+++ RECORDS TO PROCESS

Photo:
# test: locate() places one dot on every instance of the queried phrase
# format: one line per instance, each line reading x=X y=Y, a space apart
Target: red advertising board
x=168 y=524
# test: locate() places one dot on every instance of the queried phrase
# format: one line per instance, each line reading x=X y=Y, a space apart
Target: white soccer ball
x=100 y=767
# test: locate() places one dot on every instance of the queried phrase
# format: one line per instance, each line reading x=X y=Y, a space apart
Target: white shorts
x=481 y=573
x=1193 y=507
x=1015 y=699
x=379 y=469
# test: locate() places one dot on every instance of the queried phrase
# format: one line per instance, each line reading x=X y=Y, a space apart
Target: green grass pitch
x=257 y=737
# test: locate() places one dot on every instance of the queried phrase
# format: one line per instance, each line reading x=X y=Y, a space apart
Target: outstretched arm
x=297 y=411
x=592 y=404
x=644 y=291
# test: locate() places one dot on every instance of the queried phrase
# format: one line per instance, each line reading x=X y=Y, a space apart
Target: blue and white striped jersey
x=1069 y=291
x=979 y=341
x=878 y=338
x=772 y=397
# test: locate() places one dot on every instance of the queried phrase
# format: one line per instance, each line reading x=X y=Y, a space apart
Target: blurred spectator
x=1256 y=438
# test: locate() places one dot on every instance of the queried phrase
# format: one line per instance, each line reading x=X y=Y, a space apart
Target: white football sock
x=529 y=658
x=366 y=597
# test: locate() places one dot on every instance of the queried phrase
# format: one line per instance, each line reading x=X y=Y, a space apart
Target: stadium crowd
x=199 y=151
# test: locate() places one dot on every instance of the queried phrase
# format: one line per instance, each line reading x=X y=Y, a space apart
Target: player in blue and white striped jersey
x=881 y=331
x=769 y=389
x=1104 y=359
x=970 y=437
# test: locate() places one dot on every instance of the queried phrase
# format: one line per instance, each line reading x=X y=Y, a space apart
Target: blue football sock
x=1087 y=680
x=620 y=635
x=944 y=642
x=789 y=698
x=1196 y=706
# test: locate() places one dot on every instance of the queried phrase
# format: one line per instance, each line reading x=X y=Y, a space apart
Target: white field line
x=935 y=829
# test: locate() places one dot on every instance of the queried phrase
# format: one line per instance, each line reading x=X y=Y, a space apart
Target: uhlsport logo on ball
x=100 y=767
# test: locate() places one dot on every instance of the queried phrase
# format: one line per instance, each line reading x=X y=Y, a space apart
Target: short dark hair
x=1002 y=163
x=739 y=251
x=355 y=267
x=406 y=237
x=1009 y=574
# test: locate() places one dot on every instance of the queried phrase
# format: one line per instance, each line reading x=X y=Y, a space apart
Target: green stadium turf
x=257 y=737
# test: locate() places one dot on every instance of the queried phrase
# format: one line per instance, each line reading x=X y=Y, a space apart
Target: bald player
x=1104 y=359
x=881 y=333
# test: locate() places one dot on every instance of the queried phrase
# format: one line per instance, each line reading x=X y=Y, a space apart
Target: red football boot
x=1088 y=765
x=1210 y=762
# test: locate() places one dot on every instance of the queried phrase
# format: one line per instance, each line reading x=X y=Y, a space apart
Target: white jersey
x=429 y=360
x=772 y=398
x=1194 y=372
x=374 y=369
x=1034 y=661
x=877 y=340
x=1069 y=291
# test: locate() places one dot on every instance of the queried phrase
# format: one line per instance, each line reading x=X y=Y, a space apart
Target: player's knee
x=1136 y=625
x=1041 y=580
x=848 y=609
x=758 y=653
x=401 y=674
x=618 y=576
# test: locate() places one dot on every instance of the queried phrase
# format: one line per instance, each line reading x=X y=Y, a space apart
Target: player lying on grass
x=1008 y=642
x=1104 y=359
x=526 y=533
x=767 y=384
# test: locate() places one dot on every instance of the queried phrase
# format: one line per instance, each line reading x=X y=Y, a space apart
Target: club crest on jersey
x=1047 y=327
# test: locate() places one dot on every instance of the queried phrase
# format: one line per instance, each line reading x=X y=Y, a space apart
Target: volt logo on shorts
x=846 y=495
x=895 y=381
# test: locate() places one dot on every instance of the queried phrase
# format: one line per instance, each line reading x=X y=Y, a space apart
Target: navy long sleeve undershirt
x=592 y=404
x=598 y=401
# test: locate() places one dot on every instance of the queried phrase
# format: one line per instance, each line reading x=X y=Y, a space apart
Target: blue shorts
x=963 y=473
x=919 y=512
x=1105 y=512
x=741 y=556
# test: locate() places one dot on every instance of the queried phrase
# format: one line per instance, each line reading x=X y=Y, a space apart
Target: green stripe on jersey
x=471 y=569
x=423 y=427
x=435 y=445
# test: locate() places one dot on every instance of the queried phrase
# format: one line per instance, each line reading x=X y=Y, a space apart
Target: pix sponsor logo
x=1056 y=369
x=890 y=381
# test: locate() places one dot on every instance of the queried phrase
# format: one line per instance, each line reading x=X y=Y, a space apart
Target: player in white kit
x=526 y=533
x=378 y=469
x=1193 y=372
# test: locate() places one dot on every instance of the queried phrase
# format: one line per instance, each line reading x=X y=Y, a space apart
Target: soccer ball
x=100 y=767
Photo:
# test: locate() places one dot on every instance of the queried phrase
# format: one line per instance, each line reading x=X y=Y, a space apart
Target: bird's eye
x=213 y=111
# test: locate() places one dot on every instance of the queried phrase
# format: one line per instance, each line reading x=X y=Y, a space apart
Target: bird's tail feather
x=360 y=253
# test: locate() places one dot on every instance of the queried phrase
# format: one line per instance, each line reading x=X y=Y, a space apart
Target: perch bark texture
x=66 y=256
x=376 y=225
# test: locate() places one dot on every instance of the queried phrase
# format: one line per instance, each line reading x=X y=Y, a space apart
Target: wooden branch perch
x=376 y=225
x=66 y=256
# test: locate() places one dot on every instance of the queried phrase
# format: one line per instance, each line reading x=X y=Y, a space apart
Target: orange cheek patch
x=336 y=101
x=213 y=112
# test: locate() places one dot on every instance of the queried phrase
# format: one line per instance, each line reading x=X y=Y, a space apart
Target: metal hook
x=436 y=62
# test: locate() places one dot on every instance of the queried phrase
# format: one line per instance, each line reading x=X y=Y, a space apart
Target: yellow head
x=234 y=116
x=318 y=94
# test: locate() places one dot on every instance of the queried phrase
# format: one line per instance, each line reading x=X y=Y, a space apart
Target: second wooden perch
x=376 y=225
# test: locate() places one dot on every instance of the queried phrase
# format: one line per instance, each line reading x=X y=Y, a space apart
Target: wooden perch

++++++

Write out every line of the entries above verbatim, with nothing added or left out.

Photo:
# test: locate() places one dot on every instance of the queried phrase
# format: one line per instance, each line reading x=X y=Y, a space apart
Target: red advertising board
x=168 y=524
# test: locate() places one dot on every instance of the queried phrase
# format: one line per instance, each line reading x=X y=Y, a space apart
Target: white soccer ball
x=100 y=767
# test: locate() places one dot on every instance of the queried phrase
# format: one line per instance, each line reading x=X y=Y, a space apart
Target: white shorts
x=481 y=573
x=1193 y=507
x=1015 y=699
x=379 y=469
# test: locate() places one dot on every instance of the queried phrase
# format: one line per instance, each line reading x=X y=Y, a space apart
Target: green grass pitch
x=257 y=737
# test: locate() places one dot on every instance of the queried phrase
# format: one line per instance, each line reading x=X y=Y, a space apart
Target: outstretched arm
x=297 y=411
x=592 y=404
x=644 y=291
# test: locate() places one dot on every instance of the queried phrase
# format: one line per instance, each line reading x=X y=Y, a space apart
Target: blue and white striped jersey
x=1069 y=291
x=979 y=341
x=878 y=338
x=772 y=397
# test: locate() places one dot on every instance of the queried phrase
# format: one line per instance, each line reading x=X y=Y, a space apart
Target: blurred spectator
x=1256 y=438
# test: locate() places one dot on every instance of the queried phrase
# format: one line per instance, each line reading x=X y=Y, a space apart
Target: white football sock
x=529 y=658
x=366 y=597
# test: locate() places one dot on every instance of the queried phrase
# format: one line per instance, each line reading x=X y=Y, a space apart
Target: stadium crowd
x=199 y=151
# test: locate() places one dot on every instance of the queried phrase
# format: one line per instance, each line reading x=X y=Y, a space apart
Target: player in blue and white striped jersey
x=881 y=331
x=769 y=389
x=1104 y=359
x=970 y=437
# test: locate() places one dot on every instance of the queried phrase
# format: one line per instance, each line reading x=X y=Y, a space apart
Target: blue football sock
x=1087 y=680
x=620 y=635
x=944 y=642
x=789 y=698
x=1196 y=706
# test: locate() places one dot on every instance of the queried phrase
# format: one line per instance, each line reading x=X y=Y, a space apart
Target: white field line
x=935 y=829
# test: locate() places one dot on every instance of the queried phrase
# format: one line per instance, each line reading x=X y=Y, a space apart
Target: uhlsport logo on ball
x=100 y=767
# test: locate() places one dot on every instance of the queried phrase
# format: one line per instance, each line reading x=X y=Y, a space apart
Target: short dark hair
x=1002 y=163
x=739 y=251
x=355 y=267
x=406 y=237
x=1009 y=574
# test: locate() places one dot on every instance of the queried phrase
# format: one line per instance, each line reading x=X y=Y, a space apart
Target: green stadium turf
x=257 y=737
# test: locate() places one dot on every instance of the queried phrase
# format: one line per instance, each line reading x=X y=Y, a space apart
Target: bald player
x=1104 y=359
x=881 y=333
# test: locate() places one dot on every instance of the queried phrase
# format: one line per instance, each line reading x=X y=Y, a space apart
Target: red football boot
x=1088 y=765
x=1210 y=762
# test: locate() places one dot on every instance of the queried phrase
# format: one line per instance, each line reading x=X y=Y, a space apart
Target: white jersey
x=429 y=360
x=772 y=398
x=1194 y=372
x=374 y=369
x=1034 y=661
x=877 y=340
x=1069 y=291
# test: locate() places one dot on every instance of the queried phrase
# format: one line per instance, each line reading x=X y=Y, a space apart
Target: player's knee
x=1136 y=625
x=1041 y=580
x=848 y=609
x=758 y=653
x=401 y=674
x=618 y=576
# test: locate() places one dot on every instance of the queried phrase
# format: one line per instance, each line reading x=X y=Y, a space apart
Target: player lying on grass
x=1008 y=642
x=1104 y=359
x=526 y=533
x=767 y=384
# test: locate() places one dot on every instance of the queried phrase
# format: one line per instance, each line reading x=X y=Y, a space apart
Target: club crest on jersey
x=1047 y=327
# test: locate() places one dot on every instance of the queried phrase
# format: one line per instance, each line reading x=X y=Y, a space apart
Target: volt logo on shorts
x=846 y=495
x=895 y=381
# test: locate() places one dot on every instance of the queried phrase
# format: one line per instance, each line reading x=X y=Y, a space apart
Target: navy long sleeve undershirt
x=592 y=404
x=598 y=401
# test: locate() places one dot on every instance of the queried phrase
# format: one line per instance, each line reading x=X y=Y, a space apart
Target: blue shorts
x=963 y=473
x=919 y=512
x=1105 y=512
x=741 y=556
# test: locate() places one dot on every instance of the queried phrase
# format: one line per instance, each line reading x=X y=Y, a space apart
Target: green stripe on jersey
x=471 y=569
x=423 y=427
x=435 y=445
# test: locate() places one dot on every instance of the queried phrase
# format: one line per instance, each line reading x=X y=Y, a space apart
Target: pix sponsor logo
x=1056 y=369
x=890 y=381
# test: locate() places one dot on every instance of the queried phrase
# format: one line per instance, each line reading x=X y=Y, a space apart
Target: player in white kit
x=526 y=533
x=378 y=469
x=1193 y=372
# test: locate() places one dot on every instance of the queried phrase
# format: one line per instance, each line reading x=X y=Y, a space apart
Target: soccer ball
x=100 y=767
Photo:
# test: locate() places one dot on every instance of the queried phrase
# format: one line per instance, each line reading x=X y=Y, a space apart
Target: bird's eye
x=213 y=111
# test: locate() places one dot on every instance of the queried phrase
# format: one line per instance, each line reading x=X y=Y, a space apart
Target: bird's tail feather
x=360 y=253
# test: locate() places one dot on every instance of the queried phrase
# format: one line per instance, each line reading x=X y=Y, a space apart
Target: perch bark texture
x=66 y=256
x=376 y=225
# test: locate() places one dot on every instance of the queried phrase
# format: one line per instance, each line reading x=X y=Y, a space apart
Target: wooden branch perch
x=376 y=225
x=66 y=256
# test: locate() places one dot on every instance of the queried phrase
# format: one line per instance, each line reading x=X y=Y, a space apart
Target: orange cheek patch
x=336 y=101
x=213 y=112
# test: locate() places one dot on every instance of the queried phrase
# format: one line per instance, each line reading x=X y=Y, a space apart
Target: metal hook
x=436 y=62
# test: locate() places one dot on every instance of the queried phrase
# format: one line per instance, each line reading x=X y=Y, a space apart
Target: yellow head
x=234 y=116
x=318 y=94
# test: locate() places one dot on every instance of the queried phrase
# format: one line per instance, each line reading x=X y=Y, a space apart
Target: second wooden perch
x=376 y=225
# test: locate() places one dot on every instance of the queried phrase
# format: one line per instance, each line reading x=X y=Y, a space apart
Target: wooden perch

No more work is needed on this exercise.